Rows of an object-pointing dataset:
★ ★ ★ ★

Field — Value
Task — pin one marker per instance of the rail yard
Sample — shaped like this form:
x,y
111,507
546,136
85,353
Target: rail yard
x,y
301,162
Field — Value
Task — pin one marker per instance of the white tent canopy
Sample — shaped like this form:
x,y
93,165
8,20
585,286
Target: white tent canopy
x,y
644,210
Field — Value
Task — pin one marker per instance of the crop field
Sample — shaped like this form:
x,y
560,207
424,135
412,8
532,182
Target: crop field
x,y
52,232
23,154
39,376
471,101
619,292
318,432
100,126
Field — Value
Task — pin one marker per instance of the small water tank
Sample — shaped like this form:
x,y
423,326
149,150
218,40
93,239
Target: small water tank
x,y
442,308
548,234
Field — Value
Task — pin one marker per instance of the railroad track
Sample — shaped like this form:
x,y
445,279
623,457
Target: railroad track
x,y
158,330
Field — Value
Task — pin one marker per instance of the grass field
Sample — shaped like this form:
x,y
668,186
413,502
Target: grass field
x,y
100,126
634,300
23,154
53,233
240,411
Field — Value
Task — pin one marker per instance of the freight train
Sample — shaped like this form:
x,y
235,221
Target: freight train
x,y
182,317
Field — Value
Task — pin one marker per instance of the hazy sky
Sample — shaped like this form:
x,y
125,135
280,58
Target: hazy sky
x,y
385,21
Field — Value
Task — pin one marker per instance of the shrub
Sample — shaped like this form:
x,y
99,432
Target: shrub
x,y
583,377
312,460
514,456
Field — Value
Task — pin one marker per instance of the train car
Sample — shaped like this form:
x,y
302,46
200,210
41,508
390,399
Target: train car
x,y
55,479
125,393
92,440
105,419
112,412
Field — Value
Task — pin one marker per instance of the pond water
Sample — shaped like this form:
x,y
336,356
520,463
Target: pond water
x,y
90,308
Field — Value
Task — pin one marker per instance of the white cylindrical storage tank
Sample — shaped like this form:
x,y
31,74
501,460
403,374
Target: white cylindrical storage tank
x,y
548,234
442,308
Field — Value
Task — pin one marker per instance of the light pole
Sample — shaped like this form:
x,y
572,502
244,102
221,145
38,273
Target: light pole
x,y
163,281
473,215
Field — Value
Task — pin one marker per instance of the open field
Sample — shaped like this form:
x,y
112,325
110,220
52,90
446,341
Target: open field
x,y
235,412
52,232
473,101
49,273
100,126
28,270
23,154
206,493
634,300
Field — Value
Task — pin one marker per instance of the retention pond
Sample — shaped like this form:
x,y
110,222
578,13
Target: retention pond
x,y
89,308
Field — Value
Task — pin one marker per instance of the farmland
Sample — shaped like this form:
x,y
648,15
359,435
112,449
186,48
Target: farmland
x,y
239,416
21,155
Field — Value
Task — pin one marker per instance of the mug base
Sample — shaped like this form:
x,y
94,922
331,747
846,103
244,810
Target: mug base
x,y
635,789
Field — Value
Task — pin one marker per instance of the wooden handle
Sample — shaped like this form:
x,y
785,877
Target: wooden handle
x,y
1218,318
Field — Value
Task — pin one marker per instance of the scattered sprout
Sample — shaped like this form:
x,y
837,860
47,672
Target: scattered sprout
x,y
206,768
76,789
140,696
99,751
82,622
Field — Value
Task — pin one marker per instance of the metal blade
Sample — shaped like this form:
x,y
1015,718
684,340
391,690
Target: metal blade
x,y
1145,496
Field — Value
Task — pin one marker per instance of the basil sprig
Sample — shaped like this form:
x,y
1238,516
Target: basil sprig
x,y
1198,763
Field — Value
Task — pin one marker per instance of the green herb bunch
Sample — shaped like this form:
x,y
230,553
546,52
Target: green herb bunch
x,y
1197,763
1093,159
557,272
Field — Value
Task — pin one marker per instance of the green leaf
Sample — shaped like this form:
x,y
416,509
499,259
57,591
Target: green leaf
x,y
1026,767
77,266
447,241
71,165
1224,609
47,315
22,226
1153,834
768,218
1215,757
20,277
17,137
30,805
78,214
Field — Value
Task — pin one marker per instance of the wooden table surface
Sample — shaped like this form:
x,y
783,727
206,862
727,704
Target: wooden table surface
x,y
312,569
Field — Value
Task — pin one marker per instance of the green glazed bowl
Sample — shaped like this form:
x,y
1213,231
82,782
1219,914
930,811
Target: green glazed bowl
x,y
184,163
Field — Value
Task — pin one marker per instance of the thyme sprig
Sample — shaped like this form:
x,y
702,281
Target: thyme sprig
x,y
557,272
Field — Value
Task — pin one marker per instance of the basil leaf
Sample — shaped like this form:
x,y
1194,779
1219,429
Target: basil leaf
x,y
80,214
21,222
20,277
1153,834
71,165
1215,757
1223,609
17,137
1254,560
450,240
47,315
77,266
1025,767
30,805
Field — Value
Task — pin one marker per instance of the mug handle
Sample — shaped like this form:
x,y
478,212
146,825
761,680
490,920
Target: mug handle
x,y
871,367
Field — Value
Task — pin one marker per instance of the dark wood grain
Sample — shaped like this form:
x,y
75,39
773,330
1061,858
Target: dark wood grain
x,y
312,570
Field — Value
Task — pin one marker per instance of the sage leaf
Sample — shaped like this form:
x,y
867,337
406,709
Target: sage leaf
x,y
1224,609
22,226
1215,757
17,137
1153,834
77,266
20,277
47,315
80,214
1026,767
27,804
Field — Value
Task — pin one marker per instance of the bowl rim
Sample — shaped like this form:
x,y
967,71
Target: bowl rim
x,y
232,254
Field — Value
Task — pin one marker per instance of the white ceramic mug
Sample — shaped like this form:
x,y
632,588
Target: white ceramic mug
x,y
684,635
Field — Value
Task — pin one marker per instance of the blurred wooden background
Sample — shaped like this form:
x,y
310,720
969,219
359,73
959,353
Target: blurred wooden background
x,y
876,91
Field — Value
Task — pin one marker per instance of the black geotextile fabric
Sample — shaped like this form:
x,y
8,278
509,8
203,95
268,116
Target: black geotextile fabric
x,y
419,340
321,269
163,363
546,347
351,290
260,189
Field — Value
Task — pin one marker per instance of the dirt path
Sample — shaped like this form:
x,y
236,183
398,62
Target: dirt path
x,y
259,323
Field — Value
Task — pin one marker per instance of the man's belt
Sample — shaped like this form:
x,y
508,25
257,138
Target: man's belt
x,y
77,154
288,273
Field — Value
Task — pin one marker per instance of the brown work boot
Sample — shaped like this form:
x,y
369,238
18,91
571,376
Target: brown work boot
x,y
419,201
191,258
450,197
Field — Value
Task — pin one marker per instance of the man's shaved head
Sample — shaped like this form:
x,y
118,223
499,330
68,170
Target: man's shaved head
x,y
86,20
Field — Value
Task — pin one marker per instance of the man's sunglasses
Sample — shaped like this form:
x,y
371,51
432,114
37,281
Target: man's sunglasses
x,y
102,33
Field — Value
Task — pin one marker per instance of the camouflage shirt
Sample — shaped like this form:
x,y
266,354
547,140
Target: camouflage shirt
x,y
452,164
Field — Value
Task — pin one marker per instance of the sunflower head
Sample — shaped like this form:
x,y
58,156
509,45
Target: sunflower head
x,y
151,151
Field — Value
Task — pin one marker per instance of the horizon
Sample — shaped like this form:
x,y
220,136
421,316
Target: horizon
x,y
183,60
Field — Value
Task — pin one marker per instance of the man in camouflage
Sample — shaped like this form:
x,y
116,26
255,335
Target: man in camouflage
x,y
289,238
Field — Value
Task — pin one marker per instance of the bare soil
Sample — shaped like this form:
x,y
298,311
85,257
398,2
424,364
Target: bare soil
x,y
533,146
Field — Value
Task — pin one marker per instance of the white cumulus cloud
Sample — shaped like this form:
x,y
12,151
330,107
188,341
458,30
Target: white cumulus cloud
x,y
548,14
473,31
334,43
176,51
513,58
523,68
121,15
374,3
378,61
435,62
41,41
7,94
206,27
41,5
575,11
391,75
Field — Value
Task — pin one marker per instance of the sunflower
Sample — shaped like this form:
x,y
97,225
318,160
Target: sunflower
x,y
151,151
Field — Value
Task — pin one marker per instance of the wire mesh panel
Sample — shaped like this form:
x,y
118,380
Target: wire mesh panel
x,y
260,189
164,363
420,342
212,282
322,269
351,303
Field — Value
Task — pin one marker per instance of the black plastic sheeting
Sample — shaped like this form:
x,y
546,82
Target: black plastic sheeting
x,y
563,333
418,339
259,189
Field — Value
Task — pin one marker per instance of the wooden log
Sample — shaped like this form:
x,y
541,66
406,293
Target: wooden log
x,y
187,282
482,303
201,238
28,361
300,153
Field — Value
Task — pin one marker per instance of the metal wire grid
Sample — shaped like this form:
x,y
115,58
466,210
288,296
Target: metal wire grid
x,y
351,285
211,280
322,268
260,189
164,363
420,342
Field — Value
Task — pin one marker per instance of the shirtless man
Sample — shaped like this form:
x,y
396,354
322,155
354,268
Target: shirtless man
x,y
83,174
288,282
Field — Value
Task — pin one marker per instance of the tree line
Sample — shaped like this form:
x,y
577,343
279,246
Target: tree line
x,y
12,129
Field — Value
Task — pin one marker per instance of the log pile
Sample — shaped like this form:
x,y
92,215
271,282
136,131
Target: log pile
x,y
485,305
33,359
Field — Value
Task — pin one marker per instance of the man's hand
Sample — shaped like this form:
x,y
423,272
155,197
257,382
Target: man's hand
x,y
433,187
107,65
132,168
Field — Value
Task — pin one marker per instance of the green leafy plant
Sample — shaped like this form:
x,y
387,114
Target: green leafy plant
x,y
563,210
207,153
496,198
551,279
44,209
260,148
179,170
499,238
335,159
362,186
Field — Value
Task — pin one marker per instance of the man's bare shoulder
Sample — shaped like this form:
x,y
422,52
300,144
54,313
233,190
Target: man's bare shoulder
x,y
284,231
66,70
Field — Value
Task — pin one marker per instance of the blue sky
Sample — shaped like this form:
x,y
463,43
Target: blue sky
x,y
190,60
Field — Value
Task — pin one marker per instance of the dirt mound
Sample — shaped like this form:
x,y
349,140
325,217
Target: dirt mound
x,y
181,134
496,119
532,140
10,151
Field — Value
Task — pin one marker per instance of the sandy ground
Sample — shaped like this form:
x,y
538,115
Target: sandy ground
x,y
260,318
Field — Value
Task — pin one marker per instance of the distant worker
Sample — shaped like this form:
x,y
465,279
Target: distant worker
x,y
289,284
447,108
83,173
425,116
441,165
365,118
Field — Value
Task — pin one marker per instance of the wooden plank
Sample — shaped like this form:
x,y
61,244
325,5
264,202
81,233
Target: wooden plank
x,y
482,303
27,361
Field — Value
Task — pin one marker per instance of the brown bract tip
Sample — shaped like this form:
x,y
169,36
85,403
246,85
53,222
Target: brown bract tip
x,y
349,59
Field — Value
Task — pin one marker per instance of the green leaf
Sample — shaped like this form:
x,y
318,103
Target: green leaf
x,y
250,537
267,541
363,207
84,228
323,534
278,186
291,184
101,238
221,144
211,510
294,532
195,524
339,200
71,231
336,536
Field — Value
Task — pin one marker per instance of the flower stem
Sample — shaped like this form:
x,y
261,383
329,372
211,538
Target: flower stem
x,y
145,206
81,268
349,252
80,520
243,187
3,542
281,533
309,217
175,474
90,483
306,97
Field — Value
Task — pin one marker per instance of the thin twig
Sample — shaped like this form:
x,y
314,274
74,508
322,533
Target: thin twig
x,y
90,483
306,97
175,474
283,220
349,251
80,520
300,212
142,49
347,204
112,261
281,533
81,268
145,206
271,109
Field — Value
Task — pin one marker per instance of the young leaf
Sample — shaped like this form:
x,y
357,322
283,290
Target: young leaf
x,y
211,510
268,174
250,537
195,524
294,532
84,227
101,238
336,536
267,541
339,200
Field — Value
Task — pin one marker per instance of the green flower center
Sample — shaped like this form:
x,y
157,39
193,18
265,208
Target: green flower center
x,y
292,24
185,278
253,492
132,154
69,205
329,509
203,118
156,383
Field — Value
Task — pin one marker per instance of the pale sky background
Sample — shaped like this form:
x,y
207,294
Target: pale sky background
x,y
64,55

★ ★ ★ ★

- **EXERCISE REQUIREMENTS**: Count the lines in the items above that contain the string "fabric". Report only that number.

- **TASK OUTPUT**: 2